• [TASK TO CARRY OUT]: Render each line of the data below as a string in a JSON list, one string per line, omitting blank lines and the pictures.

+--

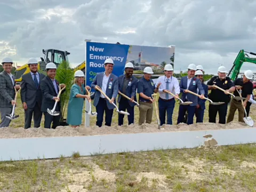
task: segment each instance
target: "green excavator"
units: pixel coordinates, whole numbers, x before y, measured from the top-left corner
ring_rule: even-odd
[[[244,50],[240,50],[237,56],[236,56],[235,61],[234,61],[233,66],[228,73],[227,76],[229,77],[232,81],[234,81],[237,78],[240,72],[240,69],[244,62],[248,62],[256,64],[256,58],[250,58],[247,53],[256,55],[256,53],[251,52],[249,52]]]

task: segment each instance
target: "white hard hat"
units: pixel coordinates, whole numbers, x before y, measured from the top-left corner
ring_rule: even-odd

+--

• [RESULT BELOW]:
[
  "task: segment each instance",
  "target: \"green excavator\"",
  "units: pixel coordinates, whole numbers, x before y, measured from the top-left corner",
  "ring_rule: even-odd",
  "[[[244,50],[240,50],[237,56],[236,56],[235,61],[234,61],[233,66],[228,73],[227,76],[229,77],[232,81],[234,81],[237,78],[240,72],[240,69],[244,62],[248,62],[256,64],[256,58],[250,58],[247,53],[256,55],[256,53],[251,52],[249,52]]]",
  "task: segment each instance",
  "target: \"white hard hat\"",
  "units: pixel coordinates, whole numbers, x before y, measured from the top-left corner",
  "ring_rule: even-odd"
]